Petunjuk Tugas>
Salin kata demi kata bagian artikel tentang Kuantan Hilir Seberang yang dimulai dari "Kuantan Hilir Seberang, Kuantan" dan berakhir pada "24 Tahun 2012.".

Artikel>
Kuantan Hilir Seberang, Kuantan Singingi
Kuantan Hilir Seberang | |||||
---|---|---|---|---|---|
Negara | Indonesia | ||||
Provinsi | Riau | ||||
Kabupaten | Kuantan Singingi | ||||
Kode pos | 29562 | ||||
Kode Kemendagri | 14.09.13 | ||||
Kode BPS | 1401053 | ||||
Desa/kelurahan | 14 | ||||
|
Kuantan Hilir Seberang adalah sebuah kecamatan di Kabupaten Kuantan Singingi, Riau, Indonesia. Kuantan Hilir Seberang merupakan pemekaran wilayah dari kecamatan Kuantan Hilir berdasarkan Peraturan Daerah Nomor 24 Tahun 2012.
Kecamatan ini memiliki 14 desa di mana yang terluas adalah Desa Lumbok dengan cakupan wilayah 11,00 km2. Sedangkan yang terkecil adalah Desa Kasang Limau Sundai dengan cakupan wilayah 2,10 km2.[1]
Ikon Kebudayaan
[sunting | sunting sumber]Masjid Al-Ikhlas Kenegerian Koto Rajo
[sunting | sunting sumber]Masjid ini merupakan salah masjid usang yang berada di Rantau Kuantan. Namun bentuk bangunan luar maupun interiornya telah mengalami renovasi, sehingga hampir tidak ada lagi struktur yang asli kecuali lokasi bangunan masjid. Sebelum direnovasi, masjid ini mempunyai pola tiang-tiang penyangga dan tiang soko yang sama dengan beberapa masjid Jami' di beberapa daerah. Selain itu, juga terdapat kulah besar sebagai tempat penampungan air wudhu'. Namun setelah direnovasi, kulah tersebut dihilangkan dan berubah menjadi teras luar. Masjid Al-Ikhlas Kenegerian Koto Rajo di dalam beberapa kesempatan masih menggunakan imam ataupun khatib dari Jurai Kotik (Jurai Khatib) dalam pesukuan. Jurai sendiri adalah subsuku atau pembagian kelompok yang lebih kecil lagi dalam sebuah suku.
Istana Koto Rajo
[sunting | sunting sumber]Istana ini diperkirakan dibangun pada awal abad 20 M. Hal ini berdasarkan tarikh yang tertulis di salah satu pondasinya yang bertuliskan tanggal 19 April 1939. Bentuk atapnya adalah gonjong yang melengkung bagaikan tanduk kerbau. Hal ini sama persis dengan bentuk atap gonjong pada bangunan Rumah Gadang di Sumatera Barat. Oleh karena itu, Istana Koto Rajo juga disebut Rumah Gonjong atau Istana Gonjong.

Kutipan Baris>
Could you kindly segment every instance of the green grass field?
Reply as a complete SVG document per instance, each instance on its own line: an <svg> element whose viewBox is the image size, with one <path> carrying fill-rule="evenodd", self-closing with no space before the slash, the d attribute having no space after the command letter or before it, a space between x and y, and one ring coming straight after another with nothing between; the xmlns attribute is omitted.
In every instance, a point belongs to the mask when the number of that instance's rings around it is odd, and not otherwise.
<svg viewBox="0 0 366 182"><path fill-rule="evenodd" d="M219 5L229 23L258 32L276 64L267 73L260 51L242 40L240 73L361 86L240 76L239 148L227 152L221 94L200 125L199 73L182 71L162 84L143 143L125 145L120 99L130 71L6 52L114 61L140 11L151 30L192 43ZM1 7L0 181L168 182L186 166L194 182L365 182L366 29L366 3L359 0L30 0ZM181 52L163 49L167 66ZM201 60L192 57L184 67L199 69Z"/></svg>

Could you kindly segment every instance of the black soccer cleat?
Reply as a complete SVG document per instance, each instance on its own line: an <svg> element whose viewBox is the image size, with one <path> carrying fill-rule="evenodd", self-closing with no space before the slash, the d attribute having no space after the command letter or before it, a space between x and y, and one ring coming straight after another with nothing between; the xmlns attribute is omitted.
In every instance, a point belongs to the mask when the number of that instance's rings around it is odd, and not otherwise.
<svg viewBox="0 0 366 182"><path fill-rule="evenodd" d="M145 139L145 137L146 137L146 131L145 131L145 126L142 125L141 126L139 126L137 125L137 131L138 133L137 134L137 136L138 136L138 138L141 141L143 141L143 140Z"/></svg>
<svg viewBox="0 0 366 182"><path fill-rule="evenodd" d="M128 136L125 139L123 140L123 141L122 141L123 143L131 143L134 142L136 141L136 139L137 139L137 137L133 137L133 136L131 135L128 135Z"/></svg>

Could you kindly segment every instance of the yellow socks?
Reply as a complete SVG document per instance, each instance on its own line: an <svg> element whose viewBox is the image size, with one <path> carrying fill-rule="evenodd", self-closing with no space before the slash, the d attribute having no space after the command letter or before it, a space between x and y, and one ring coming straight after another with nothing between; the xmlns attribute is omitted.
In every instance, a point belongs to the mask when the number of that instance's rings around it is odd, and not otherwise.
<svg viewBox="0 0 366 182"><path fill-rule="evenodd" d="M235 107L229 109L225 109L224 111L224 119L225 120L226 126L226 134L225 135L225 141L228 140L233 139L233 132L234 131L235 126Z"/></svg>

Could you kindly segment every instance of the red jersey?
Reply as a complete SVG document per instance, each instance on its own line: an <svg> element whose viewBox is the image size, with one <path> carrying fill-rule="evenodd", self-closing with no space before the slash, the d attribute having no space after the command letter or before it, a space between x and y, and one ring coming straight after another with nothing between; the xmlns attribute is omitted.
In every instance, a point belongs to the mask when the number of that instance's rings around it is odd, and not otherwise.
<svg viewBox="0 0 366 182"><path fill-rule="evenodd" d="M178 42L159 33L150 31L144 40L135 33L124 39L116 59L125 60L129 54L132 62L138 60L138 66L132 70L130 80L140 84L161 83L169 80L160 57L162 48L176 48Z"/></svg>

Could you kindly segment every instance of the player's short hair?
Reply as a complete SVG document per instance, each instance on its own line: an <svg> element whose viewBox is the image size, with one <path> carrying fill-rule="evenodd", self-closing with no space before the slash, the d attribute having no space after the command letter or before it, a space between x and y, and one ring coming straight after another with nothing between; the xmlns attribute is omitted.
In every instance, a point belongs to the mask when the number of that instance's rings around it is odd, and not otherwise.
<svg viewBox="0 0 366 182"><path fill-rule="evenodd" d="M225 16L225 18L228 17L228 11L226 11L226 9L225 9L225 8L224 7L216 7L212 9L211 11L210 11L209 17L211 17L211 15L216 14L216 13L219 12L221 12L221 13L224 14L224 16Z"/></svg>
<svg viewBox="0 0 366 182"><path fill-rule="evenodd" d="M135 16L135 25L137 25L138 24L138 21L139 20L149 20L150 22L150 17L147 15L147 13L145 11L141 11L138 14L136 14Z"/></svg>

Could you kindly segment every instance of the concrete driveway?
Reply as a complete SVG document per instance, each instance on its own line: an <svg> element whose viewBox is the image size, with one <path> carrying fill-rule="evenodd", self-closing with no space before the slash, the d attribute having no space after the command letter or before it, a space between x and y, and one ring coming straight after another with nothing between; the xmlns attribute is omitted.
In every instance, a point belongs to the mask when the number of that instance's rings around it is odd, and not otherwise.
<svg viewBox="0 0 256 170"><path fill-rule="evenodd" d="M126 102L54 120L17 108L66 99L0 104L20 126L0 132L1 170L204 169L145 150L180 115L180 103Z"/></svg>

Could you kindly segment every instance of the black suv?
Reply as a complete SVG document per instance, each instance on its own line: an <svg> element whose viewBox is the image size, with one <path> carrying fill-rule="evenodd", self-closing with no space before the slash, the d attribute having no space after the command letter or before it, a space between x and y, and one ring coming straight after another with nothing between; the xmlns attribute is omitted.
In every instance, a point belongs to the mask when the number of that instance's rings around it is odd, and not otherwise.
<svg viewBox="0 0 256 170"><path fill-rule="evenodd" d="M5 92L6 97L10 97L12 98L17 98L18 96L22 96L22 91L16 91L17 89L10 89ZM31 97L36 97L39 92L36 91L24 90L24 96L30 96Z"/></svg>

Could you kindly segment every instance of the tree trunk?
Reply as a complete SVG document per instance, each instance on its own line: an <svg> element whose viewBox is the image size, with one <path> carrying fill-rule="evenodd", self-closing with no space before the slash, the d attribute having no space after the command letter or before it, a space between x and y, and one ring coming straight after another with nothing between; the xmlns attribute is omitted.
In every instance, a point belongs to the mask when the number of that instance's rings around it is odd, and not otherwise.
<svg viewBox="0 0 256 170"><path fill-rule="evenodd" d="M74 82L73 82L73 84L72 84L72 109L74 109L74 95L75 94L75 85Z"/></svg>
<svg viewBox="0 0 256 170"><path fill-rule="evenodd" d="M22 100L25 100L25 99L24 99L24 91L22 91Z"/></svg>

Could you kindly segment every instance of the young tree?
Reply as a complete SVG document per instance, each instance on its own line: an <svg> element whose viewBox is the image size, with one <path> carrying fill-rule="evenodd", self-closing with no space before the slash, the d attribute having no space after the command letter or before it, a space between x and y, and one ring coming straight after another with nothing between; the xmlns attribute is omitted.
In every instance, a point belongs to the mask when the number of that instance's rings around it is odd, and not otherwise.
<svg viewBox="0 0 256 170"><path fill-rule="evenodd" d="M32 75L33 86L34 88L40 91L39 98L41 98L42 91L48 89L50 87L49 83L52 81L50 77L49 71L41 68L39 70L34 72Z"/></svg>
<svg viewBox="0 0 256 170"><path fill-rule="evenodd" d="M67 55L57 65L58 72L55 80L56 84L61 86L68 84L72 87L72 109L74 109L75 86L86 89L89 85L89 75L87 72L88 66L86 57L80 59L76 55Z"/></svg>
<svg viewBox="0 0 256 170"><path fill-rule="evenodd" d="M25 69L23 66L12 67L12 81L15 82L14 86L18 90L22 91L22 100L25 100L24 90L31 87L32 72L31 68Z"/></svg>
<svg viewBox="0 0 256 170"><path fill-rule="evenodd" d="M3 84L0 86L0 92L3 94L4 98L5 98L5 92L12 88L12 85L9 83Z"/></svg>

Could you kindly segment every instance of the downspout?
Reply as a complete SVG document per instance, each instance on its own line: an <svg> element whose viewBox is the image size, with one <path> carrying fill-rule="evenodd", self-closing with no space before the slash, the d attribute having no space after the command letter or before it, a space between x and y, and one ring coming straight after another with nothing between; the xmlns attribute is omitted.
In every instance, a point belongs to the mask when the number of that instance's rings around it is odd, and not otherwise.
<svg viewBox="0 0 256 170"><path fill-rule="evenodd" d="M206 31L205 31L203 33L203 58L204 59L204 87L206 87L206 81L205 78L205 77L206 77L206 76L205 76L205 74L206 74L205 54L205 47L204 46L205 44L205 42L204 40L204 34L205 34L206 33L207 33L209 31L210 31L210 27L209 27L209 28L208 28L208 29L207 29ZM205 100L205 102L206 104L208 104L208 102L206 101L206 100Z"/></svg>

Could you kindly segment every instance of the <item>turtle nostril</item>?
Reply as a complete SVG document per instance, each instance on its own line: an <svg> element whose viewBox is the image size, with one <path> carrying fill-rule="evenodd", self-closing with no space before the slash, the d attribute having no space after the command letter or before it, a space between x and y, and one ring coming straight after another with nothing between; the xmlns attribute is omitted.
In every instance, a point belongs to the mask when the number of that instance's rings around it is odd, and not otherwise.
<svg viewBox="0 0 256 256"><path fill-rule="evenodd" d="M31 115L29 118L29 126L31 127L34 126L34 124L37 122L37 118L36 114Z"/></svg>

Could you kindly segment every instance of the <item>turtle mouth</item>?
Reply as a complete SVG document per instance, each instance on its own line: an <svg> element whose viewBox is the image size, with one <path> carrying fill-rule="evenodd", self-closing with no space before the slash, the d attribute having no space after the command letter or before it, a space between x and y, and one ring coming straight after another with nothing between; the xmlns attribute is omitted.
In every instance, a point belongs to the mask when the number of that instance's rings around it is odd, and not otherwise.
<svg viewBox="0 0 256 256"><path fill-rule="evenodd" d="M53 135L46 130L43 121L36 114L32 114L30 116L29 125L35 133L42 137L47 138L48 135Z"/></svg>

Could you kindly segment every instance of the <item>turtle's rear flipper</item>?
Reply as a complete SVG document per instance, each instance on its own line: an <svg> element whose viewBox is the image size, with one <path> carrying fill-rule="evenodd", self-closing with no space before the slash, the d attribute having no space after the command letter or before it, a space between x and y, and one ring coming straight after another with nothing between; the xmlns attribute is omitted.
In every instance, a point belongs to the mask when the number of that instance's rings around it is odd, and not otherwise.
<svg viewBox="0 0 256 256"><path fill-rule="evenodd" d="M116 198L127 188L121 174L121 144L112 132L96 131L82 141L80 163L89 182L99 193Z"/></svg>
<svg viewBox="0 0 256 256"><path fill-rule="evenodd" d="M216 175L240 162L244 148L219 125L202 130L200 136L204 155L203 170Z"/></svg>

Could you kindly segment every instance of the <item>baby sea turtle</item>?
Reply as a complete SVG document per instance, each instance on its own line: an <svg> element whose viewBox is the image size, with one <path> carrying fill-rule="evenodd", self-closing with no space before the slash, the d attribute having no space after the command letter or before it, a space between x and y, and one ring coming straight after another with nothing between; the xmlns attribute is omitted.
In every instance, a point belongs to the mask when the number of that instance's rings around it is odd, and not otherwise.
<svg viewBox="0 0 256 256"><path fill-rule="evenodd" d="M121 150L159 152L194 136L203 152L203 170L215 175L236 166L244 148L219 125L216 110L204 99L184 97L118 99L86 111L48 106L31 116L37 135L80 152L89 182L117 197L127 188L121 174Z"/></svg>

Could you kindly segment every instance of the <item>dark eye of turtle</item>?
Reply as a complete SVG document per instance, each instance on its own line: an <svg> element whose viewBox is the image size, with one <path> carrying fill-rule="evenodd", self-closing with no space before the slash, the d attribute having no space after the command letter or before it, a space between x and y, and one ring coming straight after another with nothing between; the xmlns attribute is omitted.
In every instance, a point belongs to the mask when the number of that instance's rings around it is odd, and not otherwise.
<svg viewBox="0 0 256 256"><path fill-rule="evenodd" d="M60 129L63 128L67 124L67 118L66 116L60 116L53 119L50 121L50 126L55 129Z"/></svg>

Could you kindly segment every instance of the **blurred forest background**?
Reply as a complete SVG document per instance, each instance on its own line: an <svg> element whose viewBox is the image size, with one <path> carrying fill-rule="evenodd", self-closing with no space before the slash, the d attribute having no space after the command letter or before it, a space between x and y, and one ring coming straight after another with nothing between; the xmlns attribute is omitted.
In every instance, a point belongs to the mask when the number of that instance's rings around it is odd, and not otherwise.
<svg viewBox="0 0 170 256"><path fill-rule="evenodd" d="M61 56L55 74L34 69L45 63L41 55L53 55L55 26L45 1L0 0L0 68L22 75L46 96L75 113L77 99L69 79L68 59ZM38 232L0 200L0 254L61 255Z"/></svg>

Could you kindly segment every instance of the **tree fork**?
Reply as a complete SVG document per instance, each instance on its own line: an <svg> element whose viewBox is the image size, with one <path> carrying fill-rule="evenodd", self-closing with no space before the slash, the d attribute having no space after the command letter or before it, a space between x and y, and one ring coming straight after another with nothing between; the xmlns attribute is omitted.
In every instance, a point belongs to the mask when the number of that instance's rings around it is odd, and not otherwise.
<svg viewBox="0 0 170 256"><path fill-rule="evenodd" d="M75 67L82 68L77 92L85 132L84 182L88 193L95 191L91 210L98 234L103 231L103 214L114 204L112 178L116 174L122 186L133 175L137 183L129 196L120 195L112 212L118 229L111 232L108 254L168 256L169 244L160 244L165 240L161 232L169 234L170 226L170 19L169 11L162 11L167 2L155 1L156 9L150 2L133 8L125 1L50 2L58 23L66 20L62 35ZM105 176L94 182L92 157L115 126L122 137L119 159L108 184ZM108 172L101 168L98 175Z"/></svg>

Jawaban Tertulis>
Kuantan Hilir Seberang, Kuantan Singingi
Kuantan Hilir Seberang | |||||
---|---|---|---|---|---|
Negara | Indonesia | ||||
Provinsi | Riau | ||||
Kabupaten | Kuantan Singingi | ||||
Kode pos | 29562 | ||||
Kode Kemendagri | 14.09.13 | ||||
Kode BPS | 1401053 | ||||
Desa/kelurahan | 14 | ||||
|
Kuantan Hilir Seberang adalah sebuah kecamatan di Kabupaten Kuantan Singingi, Riau, Indonesia. Kuantan Hilir Seberang merupakan pemekaran wilayah dari kecamatan Kuantan Hilir berdasarkan Peraturan Daerah Nomor 24 Tahun 2012.